● **Page**:

==*==

Archive for October, 2007

Last week was the Faculty/Staff football feasibility study forum. In attendance were about 20-25 faculty and staff that discussed the consequences of adding or not adding football to UNC Charlotte’s athletic program. The forum was run in a similar manner to the Alumni Football Forum which was held the previous week.

During the forum, faculty and staff needed to spend most of their time merely becoming educated on the topic along with all the nuances that are a part of the decision. 1A or 1AA? What is the difference? Gender equity and Title IX requirements?

My conclusion from the forum is that many faculty and staff are simply unaware of the consequences of football, adding or not adding it. But that is understandable, faculty are specialists in their fields and have many extensive responsibilities outside of the hustle that is  managing classes. Most of the outspoken faculty worked at schools with football or were graduates of schools with big football programs, such as Notre Dame, Louisville and Mizzou. They remembered the sense of community and the campus presence that football provided and cited the 70,000+ alumni of UNC Charlotte that live in the area which are not being engaged by their alma mater.

==*==

Collected data
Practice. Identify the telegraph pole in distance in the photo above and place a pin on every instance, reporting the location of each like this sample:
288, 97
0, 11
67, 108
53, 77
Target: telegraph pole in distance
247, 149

==*==

● **Complete the following**:
(A) Write out the passage of the football forum post from "During the forum, faculty" up to and including "Title IX requirements?".
(B) Condense the paragraph of the football forum post that begins "My conclusion from the forum" into a short bulleted list that keeps its main facts.

● **Task results**:
(A)
During the forum, faculty and staff needed to spend most of their time merely becoming educated on the topic along with all the nuances that are a part of the decision. 1A or 1AA? What is the difference? Gender equity and Title IX requirements?

(B)
- Many faculty and staff are unaware of the consequences of adding or not adding football.
- This is understandable, since faculty are specialists in their fields with many responsibilities beyond managing classes.
- Most outspoken faculty had worked at schools with football or graduated from schools with big football programs, such as Notre Dame, Louisville and Mizzou.
- They recalled the sense of community and campus presence that football provided.
- They cited the 70,000+ UNC Charlotte alumni living in the area who are not being engaged by their alma mater.